**Task inputs**
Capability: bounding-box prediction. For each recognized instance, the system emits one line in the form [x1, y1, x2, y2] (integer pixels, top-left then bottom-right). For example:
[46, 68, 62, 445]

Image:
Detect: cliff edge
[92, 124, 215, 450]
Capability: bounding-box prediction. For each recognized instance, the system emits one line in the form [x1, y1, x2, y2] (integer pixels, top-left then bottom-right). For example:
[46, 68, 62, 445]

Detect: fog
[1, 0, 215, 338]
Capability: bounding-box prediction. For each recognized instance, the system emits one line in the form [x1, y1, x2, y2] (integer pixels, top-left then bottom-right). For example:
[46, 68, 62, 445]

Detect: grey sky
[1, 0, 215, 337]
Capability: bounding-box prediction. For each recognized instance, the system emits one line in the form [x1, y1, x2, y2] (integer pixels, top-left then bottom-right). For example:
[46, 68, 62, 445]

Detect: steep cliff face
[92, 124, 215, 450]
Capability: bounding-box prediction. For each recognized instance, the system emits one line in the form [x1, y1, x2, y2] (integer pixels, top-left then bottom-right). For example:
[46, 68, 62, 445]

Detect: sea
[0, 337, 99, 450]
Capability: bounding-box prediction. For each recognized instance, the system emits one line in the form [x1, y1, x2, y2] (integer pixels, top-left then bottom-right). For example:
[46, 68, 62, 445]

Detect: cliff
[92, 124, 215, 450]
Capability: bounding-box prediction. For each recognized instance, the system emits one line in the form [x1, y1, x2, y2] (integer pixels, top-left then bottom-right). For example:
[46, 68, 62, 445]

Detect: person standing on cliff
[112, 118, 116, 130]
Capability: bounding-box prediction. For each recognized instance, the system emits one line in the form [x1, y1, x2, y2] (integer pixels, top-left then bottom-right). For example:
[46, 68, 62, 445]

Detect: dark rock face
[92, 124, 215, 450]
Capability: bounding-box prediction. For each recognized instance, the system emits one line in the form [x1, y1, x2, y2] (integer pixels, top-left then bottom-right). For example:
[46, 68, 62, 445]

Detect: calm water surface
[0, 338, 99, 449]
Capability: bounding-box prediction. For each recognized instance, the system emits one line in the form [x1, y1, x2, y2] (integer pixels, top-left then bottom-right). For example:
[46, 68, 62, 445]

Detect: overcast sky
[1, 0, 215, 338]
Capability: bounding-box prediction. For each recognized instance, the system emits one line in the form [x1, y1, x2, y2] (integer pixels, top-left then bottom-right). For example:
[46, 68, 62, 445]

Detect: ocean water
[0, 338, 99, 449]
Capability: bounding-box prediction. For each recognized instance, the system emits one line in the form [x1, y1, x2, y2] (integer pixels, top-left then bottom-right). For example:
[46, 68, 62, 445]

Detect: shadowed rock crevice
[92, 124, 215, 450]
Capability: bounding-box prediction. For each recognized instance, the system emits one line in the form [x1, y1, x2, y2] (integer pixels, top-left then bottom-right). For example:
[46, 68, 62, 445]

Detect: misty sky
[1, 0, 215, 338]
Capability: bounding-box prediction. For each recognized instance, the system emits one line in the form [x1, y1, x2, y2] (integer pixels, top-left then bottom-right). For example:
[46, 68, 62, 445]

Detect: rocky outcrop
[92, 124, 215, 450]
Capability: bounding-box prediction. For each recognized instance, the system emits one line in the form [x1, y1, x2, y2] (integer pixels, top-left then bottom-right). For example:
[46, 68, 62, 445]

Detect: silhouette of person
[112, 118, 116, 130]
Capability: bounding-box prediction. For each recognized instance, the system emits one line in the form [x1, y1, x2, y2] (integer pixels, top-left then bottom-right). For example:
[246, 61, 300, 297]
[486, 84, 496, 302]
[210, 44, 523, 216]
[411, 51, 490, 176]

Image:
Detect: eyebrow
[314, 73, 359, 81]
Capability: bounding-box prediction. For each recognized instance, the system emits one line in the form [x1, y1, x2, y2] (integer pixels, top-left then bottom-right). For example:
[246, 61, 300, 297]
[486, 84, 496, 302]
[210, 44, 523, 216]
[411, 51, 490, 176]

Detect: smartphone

**Exercise description**
Print each record again. Nothing may be left out.

**Your response**
Capability: bounding-box prediction. For each recognized instance, the system emits one line in the form [x1, y1, x2, y2] (integer pixels, top-left then bottom-right). For example:
[46, 68, 62, 445]

Image:
Detect: cliff edge
[92, 124, 215, 450]
Capability: bounding-box prediction. For each recognized instance, the system emits one line in the form [x1, y1, x2, y2] (integer pixels, top-left then bottom-right). For example:
[46, 68, 62, 445]

Detect: fog
[1, 0, 215, 338]
Capability: bounding-box prediction. For each recognized instance, the system emits one line in the form [x1, y1, x2, y2] (integer pixels, top-left then bottom-right). For example:
[46, 68, 62, 445]

Detect: grey sky
[1, 0, 215, 337]
Capability: bounding-box prediction. For each recognized instance, the system emits one line in the form [x1, y1, x2, y2] (integer pixels, top-left then bottom-right). For example:
[46, 68, 62, 445]

Detect: steep cliff face
[92, 124, 215, 450]
Capability: bounding-box prediction. For each recognized instance, the system emits one line in the form [x1, y1, x2, y2] (integer pixels, top-left then bottom-right). For example:
[46, 68, 62, 445]

Detect: sea
[0, 337, 99, 450]
Capability: bounding-box prediction. For each recognized instance, the system emits one line in the form [x1, y1, x2, y2] (integer pixels, top-left then bottom-right). For example:
[46, 68, 62, 445]

Detect: cliff
[92, 124, 215, 450]
Capability: bounding-box prediction. For each recognized instance, the system emits one line in the form [x1, y1, x2, y2] (integer pixels, top-left then bottom-right). For example:
[46, 68, 62, 445]

Detect: person standing on cliff
[112, 118, 116, 130]
Capability: bounding-box prediction. For each recognized instance, the system emits one line in the form [x1, y1, x2, y2] (integer pixels, top-left then bottom-right). For example:
[46, 68, 62, 445]

Detect: dark rock face
[92, 124, 215, 450]
Capability: bounding-box prediction. For each recognized instance, the system emits one line in the form [x1, y1, x2, y2] (integer pixels, top-left then bottom-right). For example:
[46, 68, 62, 445]

Detect: calm water surface
[0, 338, 99, 449]
Capability: bounding-box prediction. For each recognized instance, the system emits one line in the form [x1, y1, x2, y2] (integer pixels, top-left then bottom-right). For example:
[46, 68, 62, 445]

Detect: overcast sky
[1, 0, 215, 338]
Capability: bounding-box prediction. For each recognized instance, the system emits one line in the form [x1, y1, x2, y2] (integer pixels, top-left then bottom-right). For example:
[46, 68, 62, 445]

Detect: ocean water
[0, 338, 99, 449]
Capability: bounding-box prediction. For each recognized instance, the system emits one line in the form [x1, y1, x2, y2] (integer pixels, top-left then bottom-right). For example:
[46, 68, 62, 445]

Detect: shadowed rock crevice
[92, 124, 215, 450]
Capability: bounding-box prediction. For each recognized instance, the system emits one line in the form [x1, y1, x2, y2] (integer pixels, top-left then bottom-right). For example:
[46, 68, 62, 445]

Detect: misty sky
[1, 0, 215, 338]
Capability: bounding-box prediction. For each recognized instance, the system emits one line in the form [x1, y1, x2, y2] (integer pixels, top-left then bottom-right). For example:
[46, 68, 62, 445]

Detect: rocky outcrop
[92, 124, 215, 450]
Capability: bounding-box prediction. For each recognized instance, the system emits one line in the form [x1, y1, x2, y2] (integer pixels, top-left then bottom-right). For example:
[46, 68, 62, 445]

Detect: silhouette of person
[112, 118, 116, 130]
Capability: bounding-box prediction. For each recognized instance, the system emits one line in the form [x1, y1, x2, y2] (integer pixels, top-left then bottom-right). For example:
[246, 61, 300, 297]
[486, 84, 496, 302]
[210, 44, 523, 216]
[411, 51, 490, 176]

Image:
Detect: eyebrow
[314, 73, 359, 81]
Capability: bounding-box prediction. For each recognized instance, the system emits one line in the form [x1, y1, x2, y2] (integer pixels, top-left then bottom-right). For example:
[246, 61, 300, 297]
[486, 84, 496, 302]
[210, 44, 523, 216]
[411, 51, 490, 176]

Detect: smartphone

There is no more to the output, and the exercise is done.